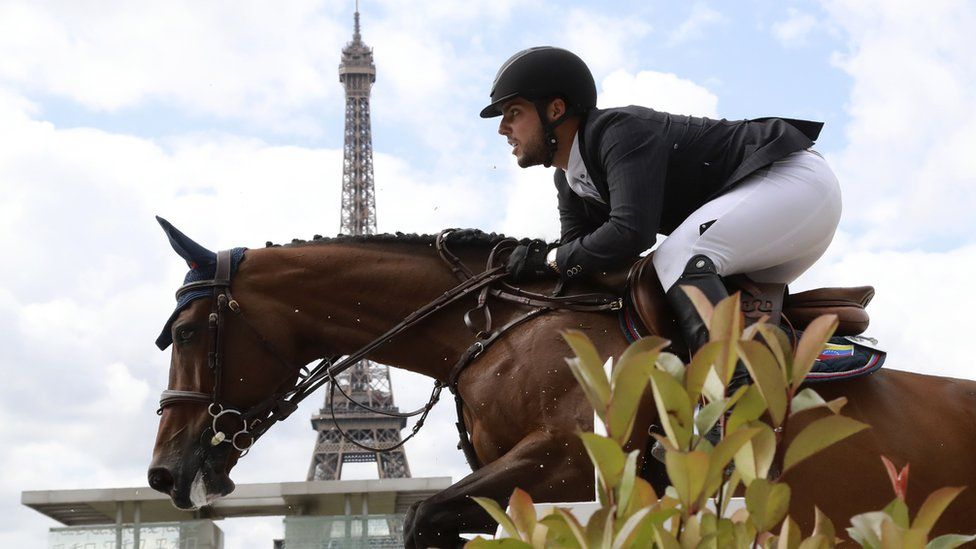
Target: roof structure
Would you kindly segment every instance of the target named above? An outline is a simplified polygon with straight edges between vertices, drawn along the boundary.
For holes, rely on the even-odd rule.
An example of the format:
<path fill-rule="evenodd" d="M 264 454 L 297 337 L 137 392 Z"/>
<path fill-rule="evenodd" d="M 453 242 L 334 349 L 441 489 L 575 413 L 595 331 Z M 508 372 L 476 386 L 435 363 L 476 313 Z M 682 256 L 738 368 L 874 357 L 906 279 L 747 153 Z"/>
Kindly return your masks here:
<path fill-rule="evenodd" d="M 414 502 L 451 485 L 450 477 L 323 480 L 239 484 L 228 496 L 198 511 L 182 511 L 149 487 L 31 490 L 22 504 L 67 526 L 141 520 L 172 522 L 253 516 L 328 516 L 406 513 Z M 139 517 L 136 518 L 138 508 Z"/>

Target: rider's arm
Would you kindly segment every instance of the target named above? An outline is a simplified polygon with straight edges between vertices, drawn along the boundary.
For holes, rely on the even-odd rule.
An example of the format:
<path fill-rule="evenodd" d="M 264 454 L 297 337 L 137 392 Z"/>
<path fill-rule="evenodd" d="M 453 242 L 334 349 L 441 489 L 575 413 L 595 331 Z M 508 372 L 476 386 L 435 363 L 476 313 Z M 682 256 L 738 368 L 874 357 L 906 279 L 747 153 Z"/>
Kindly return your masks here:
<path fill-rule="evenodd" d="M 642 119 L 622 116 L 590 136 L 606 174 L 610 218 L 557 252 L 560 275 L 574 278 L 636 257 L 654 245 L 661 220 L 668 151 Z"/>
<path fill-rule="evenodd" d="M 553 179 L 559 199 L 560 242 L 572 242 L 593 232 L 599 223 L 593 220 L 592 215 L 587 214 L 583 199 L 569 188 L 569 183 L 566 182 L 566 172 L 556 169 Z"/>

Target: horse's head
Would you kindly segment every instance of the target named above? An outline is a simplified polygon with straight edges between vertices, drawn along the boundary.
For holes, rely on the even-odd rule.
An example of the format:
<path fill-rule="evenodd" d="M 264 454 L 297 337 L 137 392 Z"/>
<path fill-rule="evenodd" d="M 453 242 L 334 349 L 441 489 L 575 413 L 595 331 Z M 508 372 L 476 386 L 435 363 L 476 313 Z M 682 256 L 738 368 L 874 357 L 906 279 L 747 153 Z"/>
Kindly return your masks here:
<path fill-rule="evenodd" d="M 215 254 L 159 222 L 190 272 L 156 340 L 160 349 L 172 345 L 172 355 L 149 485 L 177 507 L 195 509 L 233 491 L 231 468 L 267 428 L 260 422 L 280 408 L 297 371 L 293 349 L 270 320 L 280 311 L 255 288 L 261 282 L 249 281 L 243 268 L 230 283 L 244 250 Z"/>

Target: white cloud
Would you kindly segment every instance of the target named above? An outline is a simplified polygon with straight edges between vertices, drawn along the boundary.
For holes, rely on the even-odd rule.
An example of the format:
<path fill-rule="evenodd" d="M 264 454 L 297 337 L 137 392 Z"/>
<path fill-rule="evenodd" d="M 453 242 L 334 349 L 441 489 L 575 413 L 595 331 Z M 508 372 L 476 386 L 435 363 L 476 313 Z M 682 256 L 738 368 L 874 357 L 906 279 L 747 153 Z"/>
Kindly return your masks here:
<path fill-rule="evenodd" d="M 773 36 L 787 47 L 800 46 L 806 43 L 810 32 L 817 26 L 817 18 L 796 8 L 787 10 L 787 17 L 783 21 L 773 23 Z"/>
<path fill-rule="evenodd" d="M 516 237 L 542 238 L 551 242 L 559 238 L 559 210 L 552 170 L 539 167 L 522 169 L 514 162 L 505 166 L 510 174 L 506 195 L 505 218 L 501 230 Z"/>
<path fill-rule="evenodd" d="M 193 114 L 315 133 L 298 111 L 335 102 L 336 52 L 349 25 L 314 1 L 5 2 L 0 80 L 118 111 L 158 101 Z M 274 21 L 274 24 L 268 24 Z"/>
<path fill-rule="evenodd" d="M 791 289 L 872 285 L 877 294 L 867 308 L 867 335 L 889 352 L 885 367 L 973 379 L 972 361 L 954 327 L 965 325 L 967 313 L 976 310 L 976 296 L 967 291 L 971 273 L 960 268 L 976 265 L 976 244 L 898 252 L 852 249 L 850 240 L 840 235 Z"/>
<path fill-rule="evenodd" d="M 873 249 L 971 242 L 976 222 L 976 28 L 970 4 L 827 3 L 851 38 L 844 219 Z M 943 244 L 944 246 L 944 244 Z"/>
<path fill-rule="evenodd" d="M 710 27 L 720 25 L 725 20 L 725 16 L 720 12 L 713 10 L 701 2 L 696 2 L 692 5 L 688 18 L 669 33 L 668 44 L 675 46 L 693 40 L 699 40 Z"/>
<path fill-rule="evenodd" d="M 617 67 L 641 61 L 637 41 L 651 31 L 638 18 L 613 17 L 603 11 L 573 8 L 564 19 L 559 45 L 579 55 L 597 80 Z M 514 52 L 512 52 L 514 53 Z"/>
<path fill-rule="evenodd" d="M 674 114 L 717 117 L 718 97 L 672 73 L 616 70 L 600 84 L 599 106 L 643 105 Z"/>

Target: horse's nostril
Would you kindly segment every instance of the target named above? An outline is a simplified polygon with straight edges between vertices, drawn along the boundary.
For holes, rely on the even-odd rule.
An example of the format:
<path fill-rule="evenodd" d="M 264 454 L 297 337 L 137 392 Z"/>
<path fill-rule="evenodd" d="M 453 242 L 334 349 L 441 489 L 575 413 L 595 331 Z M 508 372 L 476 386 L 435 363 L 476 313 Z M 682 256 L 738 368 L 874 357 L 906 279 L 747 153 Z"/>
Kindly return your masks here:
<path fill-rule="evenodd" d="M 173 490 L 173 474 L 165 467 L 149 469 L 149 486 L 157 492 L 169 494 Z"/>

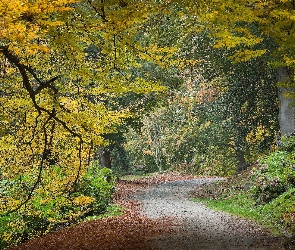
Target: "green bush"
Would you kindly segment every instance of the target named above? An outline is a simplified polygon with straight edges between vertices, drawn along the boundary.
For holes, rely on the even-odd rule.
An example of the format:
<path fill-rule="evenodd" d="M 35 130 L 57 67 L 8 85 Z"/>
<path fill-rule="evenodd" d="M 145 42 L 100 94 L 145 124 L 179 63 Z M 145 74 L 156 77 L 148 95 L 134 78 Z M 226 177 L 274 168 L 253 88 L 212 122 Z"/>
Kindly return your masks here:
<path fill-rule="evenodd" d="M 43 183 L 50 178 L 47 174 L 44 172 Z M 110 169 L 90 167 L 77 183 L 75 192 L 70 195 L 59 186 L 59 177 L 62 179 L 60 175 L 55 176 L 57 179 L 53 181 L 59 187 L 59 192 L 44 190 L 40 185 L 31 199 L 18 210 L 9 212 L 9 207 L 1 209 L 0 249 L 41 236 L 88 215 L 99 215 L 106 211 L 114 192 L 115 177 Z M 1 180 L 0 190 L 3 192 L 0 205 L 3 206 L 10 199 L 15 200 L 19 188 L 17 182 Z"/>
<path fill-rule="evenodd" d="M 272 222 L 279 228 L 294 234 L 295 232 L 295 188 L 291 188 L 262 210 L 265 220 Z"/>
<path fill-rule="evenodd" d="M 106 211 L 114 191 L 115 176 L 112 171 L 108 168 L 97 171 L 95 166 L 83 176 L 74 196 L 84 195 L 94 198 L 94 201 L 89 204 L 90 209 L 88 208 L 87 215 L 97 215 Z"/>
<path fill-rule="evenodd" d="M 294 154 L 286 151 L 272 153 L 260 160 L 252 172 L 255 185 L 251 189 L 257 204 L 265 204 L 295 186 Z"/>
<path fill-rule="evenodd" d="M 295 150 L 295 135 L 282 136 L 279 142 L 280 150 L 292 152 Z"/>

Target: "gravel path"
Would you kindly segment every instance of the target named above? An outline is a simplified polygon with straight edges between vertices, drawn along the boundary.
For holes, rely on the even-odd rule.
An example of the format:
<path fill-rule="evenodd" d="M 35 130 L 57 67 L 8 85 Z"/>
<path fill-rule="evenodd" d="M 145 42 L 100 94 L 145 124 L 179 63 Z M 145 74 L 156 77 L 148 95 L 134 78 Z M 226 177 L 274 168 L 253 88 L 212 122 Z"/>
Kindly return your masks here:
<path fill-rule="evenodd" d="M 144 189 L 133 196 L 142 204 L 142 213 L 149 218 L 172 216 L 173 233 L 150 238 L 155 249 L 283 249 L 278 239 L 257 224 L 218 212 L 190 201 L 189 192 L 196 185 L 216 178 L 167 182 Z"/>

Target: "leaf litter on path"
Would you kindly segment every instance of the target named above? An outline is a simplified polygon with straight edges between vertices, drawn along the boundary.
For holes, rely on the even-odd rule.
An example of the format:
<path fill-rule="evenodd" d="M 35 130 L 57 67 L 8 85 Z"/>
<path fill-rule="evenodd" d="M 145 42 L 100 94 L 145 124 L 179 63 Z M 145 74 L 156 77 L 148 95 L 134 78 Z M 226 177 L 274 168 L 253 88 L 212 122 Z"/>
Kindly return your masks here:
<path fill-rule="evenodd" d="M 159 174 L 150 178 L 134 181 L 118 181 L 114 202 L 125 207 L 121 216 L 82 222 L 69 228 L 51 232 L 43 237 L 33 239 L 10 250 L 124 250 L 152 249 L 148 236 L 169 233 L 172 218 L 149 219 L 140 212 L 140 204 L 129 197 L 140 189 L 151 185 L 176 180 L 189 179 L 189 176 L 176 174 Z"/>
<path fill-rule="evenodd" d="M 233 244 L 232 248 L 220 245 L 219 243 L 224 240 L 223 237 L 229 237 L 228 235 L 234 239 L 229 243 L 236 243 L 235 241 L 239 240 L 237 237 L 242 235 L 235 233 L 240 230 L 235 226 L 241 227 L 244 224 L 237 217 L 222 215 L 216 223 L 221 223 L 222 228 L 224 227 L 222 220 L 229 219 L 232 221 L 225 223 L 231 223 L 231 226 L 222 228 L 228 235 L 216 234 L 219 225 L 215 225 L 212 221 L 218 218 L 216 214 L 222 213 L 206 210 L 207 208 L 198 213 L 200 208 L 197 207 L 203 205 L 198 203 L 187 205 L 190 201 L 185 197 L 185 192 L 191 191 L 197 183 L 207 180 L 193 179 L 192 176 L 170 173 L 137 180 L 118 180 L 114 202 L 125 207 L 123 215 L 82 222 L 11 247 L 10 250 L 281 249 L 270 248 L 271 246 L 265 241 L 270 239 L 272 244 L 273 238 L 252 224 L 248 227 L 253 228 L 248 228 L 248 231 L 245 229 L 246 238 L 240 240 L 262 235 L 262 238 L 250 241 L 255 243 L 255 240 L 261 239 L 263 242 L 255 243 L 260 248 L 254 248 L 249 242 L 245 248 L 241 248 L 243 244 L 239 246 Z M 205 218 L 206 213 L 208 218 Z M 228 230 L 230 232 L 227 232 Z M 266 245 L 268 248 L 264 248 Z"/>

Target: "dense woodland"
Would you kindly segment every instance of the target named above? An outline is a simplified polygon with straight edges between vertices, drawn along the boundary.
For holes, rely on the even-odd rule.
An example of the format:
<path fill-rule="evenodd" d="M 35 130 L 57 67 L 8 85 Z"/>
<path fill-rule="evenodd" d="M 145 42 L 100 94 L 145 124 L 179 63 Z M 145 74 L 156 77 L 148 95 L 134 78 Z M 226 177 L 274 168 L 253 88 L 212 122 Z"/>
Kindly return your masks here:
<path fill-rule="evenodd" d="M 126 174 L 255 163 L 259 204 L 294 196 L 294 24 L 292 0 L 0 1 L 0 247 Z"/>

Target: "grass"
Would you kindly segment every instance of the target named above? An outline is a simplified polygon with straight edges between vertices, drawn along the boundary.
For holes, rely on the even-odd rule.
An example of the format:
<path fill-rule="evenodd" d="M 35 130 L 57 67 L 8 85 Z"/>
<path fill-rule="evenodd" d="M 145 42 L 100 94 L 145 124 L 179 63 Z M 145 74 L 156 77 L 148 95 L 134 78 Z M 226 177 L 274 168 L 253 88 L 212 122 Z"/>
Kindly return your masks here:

## What is required
Check every line of the entries above for the word "horse" and report how many lines contain it, giving the number only.

## Response below
2